(Collected data entries)
--- --- ---

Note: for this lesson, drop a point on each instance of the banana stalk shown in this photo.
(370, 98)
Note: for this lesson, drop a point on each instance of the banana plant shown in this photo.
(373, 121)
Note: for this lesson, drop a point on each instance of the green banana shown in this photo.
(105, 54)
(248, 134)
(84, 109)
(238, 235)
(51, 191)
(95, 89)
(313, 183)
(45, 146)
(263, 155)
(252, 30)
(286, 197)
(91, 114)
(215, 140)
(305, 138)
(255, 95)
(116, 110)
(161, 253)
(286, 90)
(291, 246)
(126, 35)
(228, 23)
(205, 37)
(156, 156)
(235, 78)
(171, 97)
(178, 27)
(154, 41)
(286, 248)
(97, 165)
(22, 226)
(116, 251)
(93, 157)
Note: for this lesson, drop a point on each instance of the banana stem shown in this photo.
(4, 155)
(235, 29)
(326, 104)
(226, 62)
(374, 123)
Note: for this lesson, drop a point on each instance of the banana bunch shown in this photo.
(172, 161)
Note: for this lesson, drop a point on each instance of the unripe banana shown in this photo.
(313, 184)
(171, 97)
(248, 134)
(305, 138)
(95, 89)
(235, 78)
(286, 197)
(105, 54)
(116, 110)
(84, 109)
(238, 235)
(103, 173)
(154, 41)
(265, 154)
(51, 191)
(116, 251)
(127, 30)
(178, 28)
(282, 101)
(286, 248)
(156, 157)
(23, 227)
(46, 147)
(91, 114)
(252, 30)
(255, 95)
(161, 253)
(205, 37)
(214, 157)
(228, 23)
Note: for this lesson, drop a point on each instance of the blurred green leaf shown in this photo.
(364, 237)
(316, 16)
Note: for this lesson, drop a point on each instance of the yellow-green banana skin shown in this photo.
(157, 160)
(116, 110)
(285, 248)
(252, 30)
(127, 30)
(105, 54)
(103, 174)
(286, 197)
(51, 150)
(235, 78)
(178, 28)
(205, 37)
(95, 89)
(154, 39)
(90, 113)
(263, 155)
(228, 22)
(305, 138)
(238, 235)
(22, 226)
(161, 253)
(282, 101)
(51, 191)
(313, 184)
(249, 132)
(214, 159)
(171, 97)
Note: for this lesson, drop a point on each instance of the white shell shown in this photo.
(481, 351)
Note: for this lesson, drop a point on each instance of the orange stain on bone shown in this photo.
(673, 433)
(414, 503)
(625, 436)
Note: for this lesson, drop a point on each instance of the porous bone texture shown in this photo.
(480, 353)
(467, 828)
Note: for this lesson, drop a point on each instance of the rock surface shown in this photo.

--- --- ---

__DIRECTIONS__: Beginning with the line that holds "bone shown in this photo.", please give again each line exactly until the records end, and include that final line.

__WRITTEN SOLUTION__:
Note: for this lesson, drop a point on each instance of the orange stain on bone shown in this photo.
(673, 433)
(414, 503)
(625, 436)
Note: for this lesson, drop a point on each instance of the porous bone texture shown in this photo.
(480, 353)
(467, 828)
Note: for this lesson, drop a point on each instance of the rock surface shown in this photo.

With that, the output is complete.